*Set problem:*
Please count the lines in the listing below that contain the word "dried", and reply with that number alone.

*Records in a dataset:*
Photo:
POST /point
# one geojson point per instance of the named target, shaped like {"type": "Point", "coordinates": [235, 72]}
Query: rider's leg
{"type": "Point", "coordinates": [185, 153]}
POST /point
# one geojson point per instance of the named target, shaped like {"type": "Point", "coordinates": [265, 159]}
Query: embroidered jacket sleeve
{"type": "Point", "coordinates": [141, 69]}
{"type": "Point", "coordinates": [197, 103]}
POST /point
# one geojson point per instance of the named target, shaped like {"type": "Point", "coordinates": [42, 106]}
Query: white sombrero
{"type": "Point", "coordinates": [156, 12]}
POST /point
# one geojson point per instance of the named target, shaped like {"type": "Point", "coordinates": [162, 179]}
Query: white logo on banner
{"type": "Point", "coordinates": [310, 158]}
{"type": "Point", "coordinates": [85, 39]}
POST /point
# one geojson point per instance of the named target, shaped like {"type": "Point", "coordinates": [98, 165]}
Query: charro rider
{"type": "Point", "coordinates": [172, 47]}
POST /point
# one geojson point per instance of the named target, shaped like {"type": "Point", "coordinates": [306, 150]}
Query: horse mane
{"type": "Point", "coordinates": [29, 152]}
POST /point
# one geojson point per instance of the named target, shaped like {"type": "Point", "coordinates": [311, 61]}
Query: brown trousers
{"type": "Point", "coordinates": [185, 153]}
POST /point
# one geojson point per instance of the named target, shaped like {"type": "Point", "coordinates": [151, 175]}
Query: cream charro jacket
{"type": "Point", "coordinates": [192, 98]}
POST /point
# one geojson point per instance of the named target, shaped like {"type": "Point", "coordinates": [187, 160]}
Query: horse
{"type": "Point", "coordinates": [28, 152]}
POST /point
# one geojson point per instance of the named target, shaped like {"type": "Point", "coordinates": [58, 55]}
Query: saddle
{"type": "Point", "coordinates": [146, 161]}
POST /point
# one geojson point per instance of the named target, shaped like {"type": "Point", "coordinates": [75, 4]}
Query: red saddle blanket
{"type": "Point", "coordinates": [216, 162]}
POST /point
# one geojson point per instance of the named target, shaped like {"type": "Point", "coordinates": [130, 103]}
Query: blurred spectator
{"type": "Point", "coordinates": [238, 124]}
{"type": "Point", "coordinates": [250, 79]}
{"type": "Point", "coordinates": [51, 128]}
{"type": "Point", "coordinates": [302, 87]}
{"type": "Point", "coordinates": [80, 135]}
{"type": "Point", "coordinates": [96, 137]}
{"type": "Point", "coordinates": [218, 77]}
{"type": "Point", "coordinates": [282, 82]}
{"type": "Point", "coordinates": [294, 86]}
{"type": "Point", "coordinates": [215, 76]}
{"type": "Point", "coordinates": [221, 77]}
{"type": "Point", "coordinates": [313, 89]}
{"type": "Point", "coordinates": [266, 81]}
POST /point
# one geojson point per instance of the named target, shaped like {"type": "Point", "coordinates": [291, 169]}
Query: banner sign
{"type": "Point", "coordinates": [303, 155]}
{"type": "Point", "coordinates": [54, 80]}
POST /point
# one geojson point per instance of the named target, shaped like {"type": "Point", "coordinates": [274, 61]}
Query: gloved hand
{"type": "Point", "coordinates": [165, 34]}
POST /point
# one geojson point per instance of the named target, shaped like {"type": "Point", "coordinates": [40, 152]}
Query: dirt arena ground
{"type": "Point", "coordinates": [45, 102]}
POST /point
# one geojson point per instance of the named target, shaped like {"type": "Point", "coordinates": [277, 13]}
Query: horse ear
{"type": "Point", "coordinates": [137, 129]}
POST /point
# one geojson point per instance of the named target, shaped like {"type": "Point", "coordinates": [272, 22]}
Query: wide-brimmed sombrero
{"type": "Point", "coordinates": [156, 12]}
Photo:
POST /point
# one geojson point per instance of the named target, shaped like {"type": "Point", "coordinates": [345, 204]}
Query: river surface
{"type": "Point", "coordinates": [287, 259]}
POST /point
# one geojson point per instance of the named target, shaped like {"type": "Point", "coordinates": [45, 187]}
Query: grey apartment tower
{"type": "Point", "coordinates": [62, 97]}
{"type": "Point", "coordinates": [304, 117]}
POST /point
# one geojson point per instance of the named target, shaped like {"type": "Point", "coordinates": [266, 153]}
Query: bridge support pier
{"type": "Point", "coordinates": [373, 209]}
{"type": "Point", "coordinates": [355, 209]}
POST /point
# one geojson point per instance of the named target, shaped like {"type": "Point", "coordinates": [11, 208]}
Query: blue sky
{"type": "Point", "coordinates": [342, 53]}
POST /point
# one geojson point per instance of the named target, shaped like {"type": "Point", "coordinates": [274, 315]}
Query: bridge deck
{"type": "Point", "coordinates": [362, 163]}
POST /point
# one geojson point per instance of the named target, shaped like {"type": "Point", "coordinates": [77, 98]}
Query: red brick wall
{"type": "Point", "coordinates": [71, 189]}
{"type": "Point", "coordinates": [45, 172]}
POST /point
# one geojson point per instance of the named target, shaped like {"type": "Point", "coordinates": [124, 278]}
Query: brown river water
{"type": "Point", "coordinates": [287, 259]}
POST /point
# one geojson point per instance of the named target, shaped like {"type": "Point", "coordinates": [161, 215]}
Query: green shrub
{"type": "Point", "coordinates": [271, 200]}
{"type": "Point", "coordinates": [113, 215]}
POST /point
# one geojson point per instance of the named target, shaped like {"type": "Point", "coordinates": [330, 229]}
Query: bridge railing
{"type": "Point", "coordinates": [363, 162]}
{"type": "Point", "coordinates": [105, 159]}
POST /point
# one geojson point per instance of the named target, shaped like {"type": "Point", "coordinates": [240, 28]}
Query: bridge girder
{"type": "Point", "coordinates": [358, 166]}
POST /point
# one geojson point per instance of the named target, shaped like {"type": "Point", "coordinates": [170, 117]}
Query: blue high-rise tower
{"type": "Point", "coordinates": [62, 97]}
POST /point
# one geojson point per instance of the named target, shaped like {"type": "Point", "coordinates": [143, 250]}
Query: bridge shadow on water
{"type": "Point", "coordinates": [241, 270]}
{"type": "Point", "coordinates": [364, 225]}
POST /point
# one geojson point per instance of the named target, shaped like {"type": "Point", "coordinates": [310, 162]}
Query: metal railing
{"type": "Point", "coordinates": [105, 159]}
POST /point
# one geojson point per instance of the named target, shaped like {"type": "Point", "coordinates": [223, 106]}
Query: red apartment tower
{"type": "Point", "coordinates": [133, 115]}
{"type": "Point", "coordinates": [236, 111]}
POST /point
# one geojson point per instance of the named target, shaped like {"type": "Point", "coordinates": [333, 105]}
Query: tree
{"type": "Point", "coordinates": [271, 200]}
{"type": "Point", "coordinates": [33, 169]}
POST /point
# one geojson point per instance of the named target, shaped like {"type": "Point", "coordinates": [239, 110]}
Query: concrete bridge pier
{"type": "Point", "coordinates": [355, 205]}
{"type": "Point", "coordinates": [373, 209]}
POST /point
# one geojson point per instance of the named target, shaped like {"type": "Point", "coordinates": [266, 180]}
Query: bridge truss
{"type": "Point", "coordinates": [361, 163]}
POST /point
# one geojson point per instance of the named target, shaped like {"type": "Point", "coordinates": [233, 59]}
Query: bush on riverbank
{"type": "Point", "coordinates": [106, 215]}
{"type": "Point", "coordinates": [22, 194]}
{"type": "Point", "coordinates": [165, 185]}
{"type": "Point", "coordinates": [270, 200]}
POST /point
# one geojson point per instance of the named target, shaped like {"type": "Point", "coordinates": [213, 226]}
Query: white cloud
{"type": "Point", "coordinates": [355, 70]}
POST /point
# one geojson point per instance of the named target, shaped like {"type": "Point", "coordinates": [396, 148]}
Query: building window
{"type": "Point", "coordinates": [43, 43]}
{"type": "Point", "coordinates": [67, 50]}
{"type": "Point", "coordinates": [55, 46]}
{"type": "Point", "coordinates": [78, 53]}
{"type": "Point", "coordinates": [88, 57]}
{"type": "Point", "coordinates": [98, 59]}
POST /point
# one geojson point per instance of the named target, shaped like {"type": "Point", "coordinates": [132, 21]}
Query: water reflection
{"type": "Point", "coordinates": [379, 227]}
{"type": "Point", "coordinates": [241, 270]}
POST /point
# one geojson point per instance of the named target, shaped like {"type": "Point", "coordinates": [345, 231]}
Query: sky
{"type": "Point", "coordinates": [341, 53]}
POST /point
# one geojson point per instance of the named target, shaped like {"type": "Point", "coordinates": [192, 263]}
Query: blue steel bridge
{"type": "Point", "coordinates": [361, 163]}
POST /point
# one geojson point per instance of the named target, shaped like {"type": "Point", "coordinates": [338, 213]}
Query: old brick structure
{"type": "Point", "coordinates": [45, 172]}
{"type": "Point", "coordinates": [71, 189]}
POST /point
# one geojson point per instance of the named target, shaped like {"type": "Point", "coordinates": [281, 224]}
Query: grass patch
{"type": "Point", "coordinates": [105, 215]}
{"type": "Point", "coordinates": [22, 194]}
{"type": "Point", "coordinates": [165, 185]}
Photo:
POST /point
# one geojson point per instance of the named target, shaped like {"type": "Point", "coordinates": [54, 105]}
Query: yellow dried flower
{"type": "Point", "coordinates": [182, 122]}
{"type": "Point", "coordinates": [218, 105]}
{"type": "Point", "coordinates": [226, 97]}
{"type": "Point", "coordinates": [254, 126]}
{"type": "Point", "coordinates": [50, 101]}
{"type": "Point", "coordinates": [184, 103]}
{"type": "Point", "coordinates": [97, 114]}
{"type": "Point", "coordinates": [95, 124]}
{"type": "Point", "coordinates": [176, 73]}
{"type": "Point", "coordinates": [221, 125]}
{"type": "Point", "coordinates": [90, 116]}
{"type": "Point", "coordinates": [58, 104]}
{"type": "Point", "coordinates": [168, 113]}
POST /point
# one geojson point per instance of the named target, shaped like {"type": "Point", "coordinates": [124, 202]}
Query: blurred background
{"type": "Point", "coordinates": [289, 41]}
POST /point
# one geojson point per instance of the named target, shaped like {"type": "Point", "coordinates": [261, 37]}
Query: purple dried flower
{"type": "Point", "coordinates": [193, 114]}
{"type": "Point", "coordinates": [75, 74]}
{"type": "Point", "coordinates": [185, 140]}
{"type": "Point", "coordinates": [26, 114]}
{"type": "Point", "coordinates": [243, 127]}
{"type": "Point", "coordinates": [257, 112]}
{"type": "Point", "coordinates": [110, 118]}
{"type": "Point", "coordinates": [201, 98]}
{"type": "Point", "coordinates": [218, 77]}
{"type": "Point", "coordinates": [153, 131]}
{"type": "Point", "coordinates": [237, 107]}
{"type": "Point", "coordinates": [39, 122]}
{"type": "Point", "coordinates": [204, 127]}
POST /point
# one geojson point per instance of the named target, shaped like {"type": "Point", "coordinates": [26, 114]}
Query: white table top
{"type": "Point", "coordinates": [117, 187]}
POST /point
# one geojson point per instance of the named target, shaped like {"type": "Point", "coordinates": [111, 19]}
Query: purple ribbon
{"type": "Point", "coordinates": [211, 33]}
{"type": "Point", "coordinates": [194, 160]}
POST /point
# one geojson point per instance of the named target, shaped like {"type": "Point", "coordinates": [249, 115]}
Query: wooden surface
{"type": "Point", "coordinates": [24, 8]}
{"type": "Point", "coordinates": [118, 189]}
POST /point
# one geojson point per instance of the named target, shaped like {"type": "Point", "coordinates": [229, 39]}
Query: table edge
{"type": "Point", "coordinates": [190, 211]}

*Answer below:*
2